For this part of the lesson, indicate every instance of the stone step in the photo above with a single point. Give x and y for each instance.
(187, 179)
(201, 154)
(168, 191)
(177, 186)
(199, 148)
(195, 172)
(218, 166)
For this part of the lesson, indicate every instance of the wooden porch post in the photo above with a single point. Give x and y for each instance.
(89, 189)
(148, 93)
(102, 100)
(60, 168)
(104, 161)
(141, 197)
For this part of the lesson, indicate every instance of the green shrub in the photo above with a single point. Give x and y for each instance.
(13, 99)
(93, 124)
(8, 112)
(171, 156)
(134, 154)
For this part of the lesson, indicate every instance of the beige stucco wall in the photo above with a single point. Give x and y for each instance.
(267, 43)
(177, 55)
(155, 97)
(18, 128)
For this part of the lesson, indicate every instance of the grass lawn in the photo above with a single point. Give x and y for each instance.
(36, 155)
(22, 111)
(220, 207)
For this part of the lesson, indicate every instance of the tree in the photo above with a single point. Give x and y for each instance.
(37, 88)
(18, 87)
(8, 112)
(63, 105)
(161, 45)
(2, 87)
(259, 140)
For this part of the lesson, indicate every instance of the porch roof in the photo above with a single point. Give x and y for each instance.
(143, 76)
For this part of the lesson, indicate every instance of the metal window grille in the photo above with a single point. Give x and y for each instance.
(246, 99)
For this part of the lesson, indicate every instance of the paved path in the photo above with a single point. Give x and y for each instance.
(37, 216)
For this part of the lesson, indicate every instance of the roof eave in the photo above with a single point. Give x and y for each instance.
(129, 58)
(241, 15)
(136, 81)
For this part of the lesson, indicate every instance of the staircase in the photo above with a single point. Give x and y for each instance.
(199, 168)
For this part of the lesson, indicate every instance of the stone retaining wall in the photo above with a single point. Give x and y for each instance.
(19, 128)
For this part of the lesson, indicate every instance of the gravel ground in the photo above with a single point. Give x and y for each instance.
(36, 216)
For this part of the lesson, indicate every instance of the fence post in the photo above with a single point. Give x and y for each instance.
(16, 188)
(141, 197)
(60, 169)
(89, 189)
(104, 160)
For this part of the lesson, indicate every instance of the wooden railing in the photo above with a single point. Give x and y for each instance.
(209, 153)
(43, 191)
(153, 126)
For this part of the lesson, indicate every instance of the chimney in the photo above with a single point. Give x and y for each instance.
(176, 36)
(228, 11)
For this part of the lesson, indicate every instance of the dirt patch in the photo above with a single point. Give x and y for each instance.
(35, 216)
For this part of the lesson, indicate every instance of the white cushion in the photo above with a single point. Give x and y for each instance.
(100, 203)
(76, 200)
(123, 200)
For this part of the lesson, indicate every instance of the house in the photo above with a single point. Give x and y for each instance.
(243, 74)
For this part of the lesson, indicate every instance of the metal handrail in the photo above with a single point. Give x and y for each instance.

# # # #

Reproduce the material above, every line of it, exactly.

RESPONSE BELOW =>
For this part of the lesson, indicate every instance of the stone step in the photo above with a single point. Give x and y for each instance.
(187, 179)
(201, 154)
(168, 191)
(177, 186)
(199, 148)
(195, 172)
(218, 166)
For this part of the lesson, indicate every instance of the wooden porch post in the photo above with a single point. Give x and y for each instance.
(89, 189)
(148, 93)
(102, 100)
(60, 168)
(104, 161)
(141, 197)
For this part of the lesson, indicate every instance of the green shrub in the photo above with a single point. Give x and y for each instance.
(13, 99)
(93, 124)
(8, 112)
(171, 156)
(134, 154)
For this part of the lesson, indicate every instance of the beige stucco wall in the photo above with a single point. Give x and y for each instance.
(267, 43)
(177, 55)
(155, 97)
(18, 128)
For this part of the lesson, indicate every instance of the grass lawn in the photo above with a single point. Give x and y for each instance.
(36, 155)
(22, 111)
(220, 207)
For this part of the lesson, indicate every instance of the tree in the photo above with a single point. Give x and y for each instance.
(37, 88)
(18, 87)
(8, 112)
(63, 105)
(161, 45)
(2, 87)
(259, 140)
For this part of the lesson, indicate every instance of the porch roof in the photo above with a single point. Give x and y for each instance.
(143, 76)
For this part of the lesson, indicate every instance of the metal window grille in the photo above with a single point. Give x and y for each instance.
(246, 99)
For this part of the lesson, indicate every instance of the paved path in the photo above with a single point. Give x and y for each instance.
(37, 216)
For this part of the lesson, indicate every instance of the roof eave in the photo above with a single point. Give x and y for each instance.
(129, 58)
(241, 15)
(136, 81)
For this part of the lesson, indicate every instance of the staircase in the photo above with a single point. Give x and y for each instance.
(199, 168)
For this part of the lesson, indicate every instance of the stone retaining wall in the photo above with a single point. Give x and y for each instance.
(19, 128)
For this part of the lesson, indicate every instance of the gravel ground in the photo above with a single point. Give x and y for each instance.
(36, 216)
For this part of the lesson, indicate every instance of the fence post in the photo above with a single point. Give x and y for each instance.
(16, 188)
(141, 197)
(60, 169)
(89, 189)
(104, 160)
For this part of the lesson, indicate every instance of the wooden railing in the photo above with a single point. Give x and y for each instance.
(209, 153)
(43, 191)
(153, 126)
For this part of the lesson, indicate every instance of the chimney in the photo above with a single point. Give x and y for each instance.
(176, 36)
(228, 11)
For this part of the lesson, indicate every instance of the dirt patch in the photo above with a single point. Give x and y for each instance.
(35, 216)
For this part of the lesson, indicate every instance of the white cushion in the photo above with a single point. Give x and y for each instance.
(100, 203)
(76, 200)
(123, 200)
For this part of the lesson, indicate every instance of the house in the photo above with a single point. Give x and y for each instance.
(243, 74)
For this part of the lesson, indicate every instance of the metal handrail in the photo above with a single point. Give x and y for each instance.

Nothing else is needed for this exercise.